Entries from a point annotation set
..........
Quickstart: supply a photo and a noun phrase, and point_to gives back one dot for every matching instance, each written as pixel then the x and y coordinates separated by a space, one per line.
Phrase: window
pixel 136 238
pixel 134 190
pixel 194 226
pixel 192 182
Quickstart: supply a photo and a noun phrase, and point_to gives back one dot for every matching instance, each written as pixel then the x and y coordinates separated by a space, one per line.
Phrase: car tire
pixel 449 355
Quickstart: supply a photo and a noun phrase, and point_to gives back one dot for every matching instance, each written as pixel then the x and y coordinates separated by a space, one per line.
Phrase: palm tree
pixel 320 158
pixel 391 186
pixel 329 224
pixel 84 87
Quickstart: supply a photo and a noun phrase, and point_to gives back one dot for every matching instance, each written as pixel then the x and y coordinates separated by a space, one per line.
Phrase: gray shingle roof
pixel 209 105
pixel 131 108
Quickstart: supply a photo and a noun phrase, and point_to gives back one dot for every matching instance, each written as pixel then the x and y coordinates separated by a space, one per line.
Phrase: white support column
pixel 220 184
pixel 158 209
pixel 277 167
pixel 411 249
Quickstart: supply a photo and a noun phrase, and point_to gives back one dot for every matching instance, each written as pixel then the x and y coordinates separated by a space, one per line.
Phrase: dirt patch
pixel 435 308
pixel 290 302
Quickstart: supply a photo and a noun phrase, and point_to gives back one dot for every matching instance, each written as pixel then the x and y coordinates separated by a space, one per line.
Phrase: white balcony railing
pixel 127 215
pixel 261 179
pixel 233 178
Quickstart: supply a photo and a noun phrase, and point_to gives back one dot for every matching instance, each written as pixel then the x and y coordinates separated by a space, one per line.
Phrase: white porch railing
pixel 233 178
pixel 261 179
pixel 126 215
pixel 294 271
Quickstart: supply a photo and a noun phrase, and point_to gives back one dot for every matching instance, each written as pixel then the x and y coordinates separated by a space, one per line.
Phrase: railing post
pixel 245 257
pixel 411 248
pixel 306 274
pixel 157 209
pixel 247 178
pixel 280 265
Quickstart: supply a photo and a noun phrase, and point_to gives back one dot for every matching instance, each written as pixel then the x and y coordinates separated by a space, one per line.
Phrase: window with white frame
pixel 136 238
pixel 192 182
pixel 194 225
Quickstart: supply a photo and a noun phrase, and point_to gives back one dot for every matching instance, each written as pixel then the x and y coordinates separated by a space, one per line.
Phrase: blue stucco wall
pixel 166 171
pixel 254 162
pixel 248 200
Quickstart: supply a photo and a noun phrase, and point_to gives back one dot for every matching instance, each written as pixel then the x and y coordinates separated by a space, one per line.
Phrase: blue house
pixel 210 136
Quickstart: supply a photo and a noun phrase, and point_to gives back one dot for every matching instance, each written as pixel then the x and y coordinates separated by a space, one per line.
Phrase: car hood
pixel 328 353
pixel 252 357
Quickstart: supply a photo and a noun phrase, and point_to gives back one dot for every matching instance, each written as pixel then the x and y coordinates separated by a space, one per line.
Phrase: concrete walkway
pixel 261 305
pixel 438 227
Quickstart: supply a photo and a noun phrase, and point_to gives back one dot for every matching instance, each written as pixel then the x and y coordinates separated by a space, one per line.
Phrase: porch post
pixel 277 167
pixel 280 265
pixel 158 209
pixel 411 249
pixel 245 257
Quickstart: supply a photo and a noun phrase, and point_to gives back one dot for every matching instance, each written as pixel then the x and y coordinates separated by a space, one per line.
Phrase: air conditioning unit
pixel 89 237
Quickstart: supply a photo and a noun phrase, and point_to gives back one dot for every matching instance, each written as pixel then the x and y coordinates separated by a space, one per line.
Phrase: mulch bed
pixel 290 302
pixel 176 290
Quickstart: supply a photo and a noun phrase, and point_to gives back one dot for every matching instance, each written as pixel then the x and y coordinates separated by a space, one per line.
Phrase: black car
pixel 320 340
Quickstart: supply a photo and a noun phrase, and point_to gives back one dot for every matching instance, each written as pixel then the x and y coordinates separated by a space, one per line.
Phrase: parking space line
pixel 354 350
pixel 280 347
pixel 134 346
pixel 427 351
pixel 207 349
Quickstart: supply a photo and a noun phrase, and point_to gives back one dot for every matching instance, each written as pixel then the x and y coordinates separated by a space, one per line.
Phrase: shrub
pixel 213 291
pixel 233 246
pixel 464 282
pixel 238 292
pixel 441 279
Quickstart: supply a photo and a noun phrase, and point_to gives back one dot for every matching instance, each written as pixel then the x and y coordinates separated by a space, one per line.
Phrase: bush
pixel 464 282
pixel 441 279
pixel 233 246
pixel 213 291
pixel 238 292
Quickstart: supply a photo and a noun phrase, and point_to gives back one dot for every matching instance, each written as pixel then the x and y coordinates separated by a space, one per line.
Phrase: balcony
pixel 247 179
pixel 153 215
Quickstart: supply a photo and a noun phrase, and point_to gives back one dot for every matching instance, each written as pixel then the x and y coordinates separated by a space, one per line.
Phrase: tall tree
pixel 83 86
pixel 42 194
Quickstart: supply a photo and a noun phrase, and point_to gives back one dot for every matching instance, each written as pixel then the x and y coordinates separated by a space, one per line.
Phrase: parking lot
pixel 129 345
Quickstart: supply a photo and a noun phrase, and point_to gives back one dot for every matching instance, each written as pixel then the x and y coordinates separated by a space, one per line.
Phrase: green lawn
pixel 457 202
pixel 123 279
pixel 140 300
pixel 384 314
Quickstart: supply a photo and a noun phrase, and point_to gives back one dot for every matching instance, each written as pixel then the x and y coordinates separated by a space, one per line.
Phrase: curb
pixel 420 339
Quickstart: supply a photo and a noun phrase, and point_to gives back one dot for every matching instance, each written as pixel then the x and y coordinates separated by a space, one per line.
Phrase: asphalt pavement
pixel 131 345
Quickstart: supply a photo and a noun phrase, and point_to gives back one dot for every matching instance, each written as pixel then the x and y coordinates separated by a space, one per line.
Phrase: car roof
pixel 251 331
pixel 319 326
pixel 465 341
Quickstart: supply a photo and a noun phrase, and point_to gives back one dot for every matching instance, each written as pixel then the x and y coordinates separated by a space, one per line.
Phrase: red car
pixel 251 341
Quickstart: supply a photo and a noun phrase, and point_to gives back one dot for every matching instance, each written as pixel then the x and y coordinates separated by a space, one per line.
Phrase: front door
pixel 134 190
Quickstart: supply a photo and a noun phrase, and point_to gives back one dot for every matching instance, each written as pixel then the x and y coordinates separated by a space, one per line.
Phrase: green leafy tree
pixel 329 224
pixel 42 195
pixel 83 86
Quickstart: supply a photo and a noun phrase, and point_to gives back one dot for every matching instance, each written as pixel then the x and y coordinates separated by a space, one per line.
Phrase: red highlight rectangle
..........
▸ What the exercise asks
Copy the items word for word, from the start through the line reading "pixel 449 355".

▸ Task solution
Quickstart: supply a photo and a noun phrase, and point_to gives back one dot for every matching instance, each written as pixel then the x and y coordinates separated by a space, one per line.
Phrase: window
pixel 136 238
pixel 134 190
pixel 194 226
pixel 192 182
Quickstart: supply a photo and a noun phrase, and point_to gives back one dot for every matching instance, each written as pixel then the x and y coordinates separated by a space, one per line.
Phrase: car tire
pixel 449 355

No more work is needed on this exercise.